**DOCUMENT SEGMENT**:
§ §

Crawling Out of Quarantine

Last year, Covid-19 forced us indoors and stripped away the rhythm and predictability of our day-to-day lives. People lost jobs or were forced to take on more work than they could manage. Many faced housing instability and food insecurity. We spent unhealthy amounts of time on video calls. Parents became exhausted trying to strike a balance between constructing productive educational and play schedules for our children…eventually feeling defeated as we acquiesced to requests for more screen time.

Coronavirus imposed many changes and challenges on my family and it has been important for me to acknowledge to God and others that I am struggling. I feel unmotivated, stressed, wearied by social gatherings, and I rarely sleep through the night. My anxiety creates facial tension, jaw clinching, and head aches. And, far too often, I finish my time in prayer feeling unrefreshed and frustrated.

It has also been important for me to acknowledge that, as a white man, I’ve been insulated from much of the pain that has impacted many people from my church family, neighborhood and country.

While the pandemic was unfolding, people of color endured compounding traumas. Black people had to process the quick succession of the Ahmaud Arbery (February 23, 2020), Breonna Taylor (March 13, 2020) and George Floyd (May 25, 2020) murders, all while continuing to hold their historical trauma narrative. In our country’s 16 largest cities, Asian hate crimes increased by 164% and government efforts to build a more effective wall along the Mexico border signaled to our Latino citizens that they are unwanted. It has felt like the country is falling apart as the fault lines of racism in our society have become more exposed.

And now, as we all crawl out of quarantine, those attending racially diverse churches will need to do what the Church in the West has never done well. We will need to love one another. We will be facing a steep learning curve so we will fatigue easily and likely discover that the process will be slow and difficult.

The Bible has been most helpful to me in this season because I have needed to be reminded that God bestows his best blessings on those who faithfully wait on him while enduring difficulty (2 Corinthians 4:16-18; James 1:2-4; 1 Peter 5:10, et al).

In the Old Testament, God had Abram and Sarai wait a lifetime before giving them a son (Genesis 21:1-2) . God promised to give liberation and land to Israel. He then turned a journey that should have taken a few weeks into a circuitous forty year walk before he allowed them to taste their milk and honey. Generation after generation, Israel suffered under the weight of their own unfaithfulness, but God eventually sent his Son to turn a chapter in their historical narrative. Our slow-coming Savior arrived after God’s people labored centuries, often as slaves and exiles, to walk from town to town at a pace that often pained his followers. Jesus stopped to talk with a lady, while a fearful father waited. He let Jairus’ discover that his daughter was dead before he was ready to restore her life (Mark 5:21-43). Jesus did not hurry when he was told of Lazarus’ failing health. Instead he arrived later than expected to weep with Martha and Mary before resurrecting their brother (John 11:1-44).

§ §

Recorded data
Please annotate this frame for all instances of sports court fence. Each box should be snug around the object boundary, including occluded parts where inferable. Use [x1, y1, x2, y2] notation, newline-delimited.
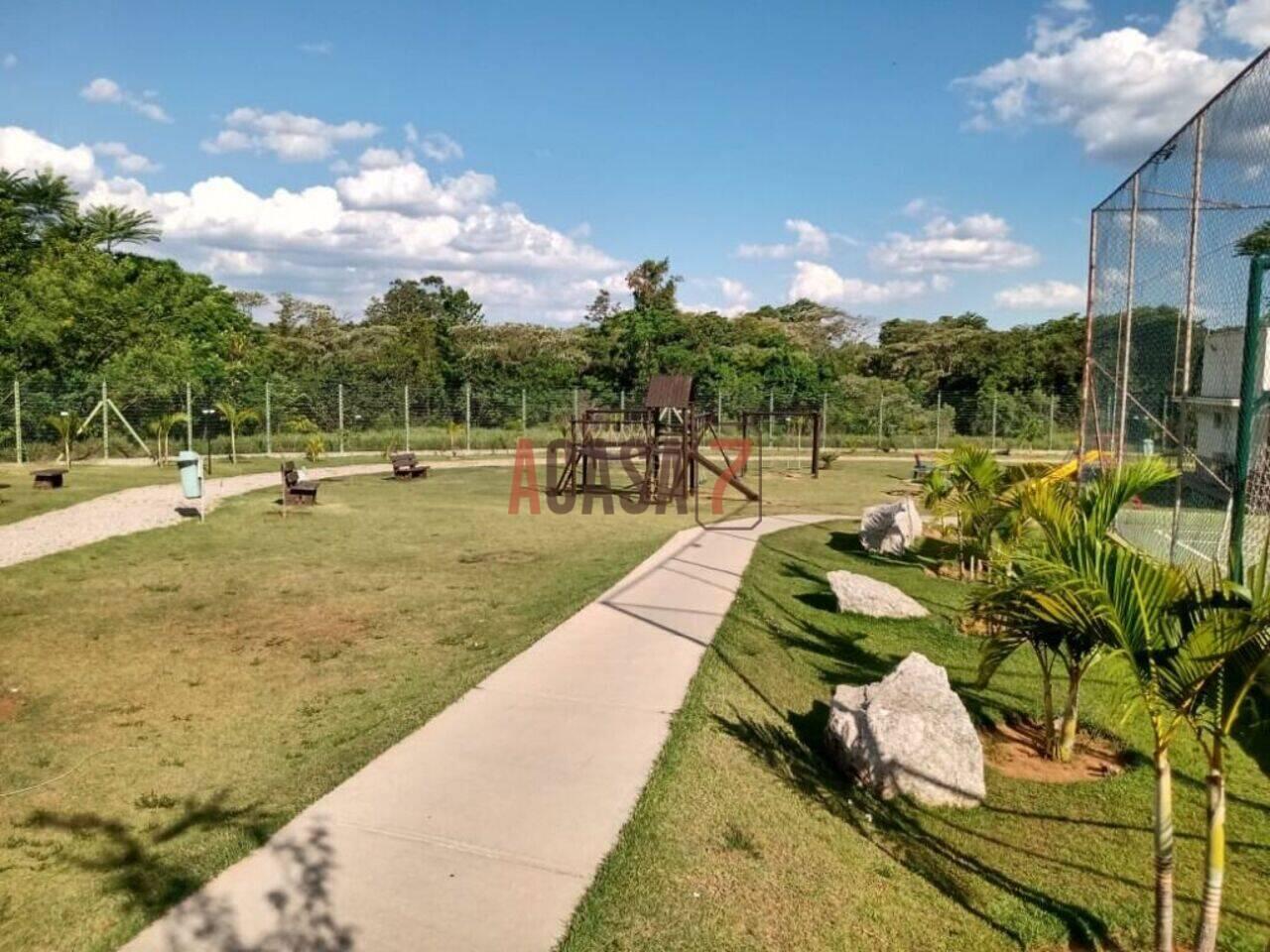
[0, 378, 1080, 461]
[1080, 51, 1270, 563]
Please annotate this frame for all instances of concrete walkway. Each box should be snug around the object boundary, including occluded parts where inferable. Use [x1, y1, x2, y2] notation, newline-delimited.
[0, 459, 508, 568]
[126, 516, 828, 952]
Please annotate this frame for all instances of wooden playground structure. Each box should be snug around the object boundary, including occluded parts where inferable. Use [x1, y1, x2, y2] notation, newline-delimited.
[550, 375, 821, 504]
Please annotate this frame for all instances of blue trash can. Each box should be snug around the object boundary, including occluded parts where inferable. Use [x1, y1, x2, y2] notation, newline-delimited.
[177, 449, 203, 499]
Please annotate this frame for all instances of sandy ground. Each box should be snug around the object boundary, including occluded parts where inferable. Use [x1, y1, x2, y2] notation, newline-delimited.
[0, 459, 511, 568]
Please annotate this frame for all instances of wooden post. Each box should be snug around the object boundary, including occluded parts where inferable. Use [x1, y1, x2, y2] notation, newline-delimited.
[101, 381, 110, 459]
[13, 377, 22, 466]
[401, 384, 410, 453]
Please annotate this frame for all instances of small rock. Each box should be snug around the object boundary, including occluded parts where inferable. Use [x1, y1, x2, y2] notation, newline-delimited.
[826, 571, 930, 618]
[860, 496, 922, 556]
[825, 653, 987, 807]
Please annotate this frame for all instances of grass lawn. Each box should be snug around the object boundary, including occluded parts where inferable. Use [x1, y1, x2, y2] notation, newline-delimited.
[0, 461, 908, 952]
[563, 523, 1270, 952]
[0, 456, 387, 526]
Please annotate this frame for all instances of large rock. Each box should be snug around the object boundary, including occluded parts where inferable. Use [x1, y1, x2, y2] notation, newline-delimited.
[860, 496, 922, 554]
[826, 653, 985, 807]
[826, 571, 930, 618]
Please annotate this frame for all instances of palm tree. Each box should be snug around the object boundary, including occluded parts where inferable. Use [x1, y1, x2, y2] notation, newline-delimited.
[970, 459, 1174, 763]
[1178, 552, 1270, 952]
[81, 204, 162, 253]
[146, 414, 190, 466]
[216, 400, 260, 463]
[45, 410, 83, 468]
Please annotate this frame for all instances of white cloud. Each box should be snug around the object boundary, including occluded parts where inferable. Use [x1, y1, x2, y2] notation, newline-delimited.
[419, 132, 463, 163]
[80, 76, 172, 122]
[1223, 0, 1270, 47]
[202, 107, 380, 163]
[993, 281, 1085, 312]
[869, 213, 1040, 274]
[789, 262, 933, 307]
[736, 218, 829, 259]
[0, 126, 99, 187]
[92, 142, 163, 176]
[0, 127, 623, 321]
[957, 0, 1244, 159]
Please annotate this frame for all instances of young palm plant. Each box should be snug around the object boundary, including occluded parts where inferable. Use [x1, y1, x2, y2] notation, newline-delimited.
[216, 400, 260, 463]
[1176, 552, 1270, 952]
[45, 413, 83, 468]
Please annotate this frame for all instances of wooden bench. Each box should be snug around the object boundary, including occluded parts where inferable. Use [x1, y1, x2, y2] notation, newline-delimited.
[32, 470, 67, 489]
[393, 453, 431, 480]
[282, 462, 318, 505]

§ §

**TASK**: According to the essay on crawling out of quarantine, by what percentage did Asian hate crimes increase in the country's 16 largest cities?

**OUTPUT FOR THIS EXERCISE**: They increased by 164%.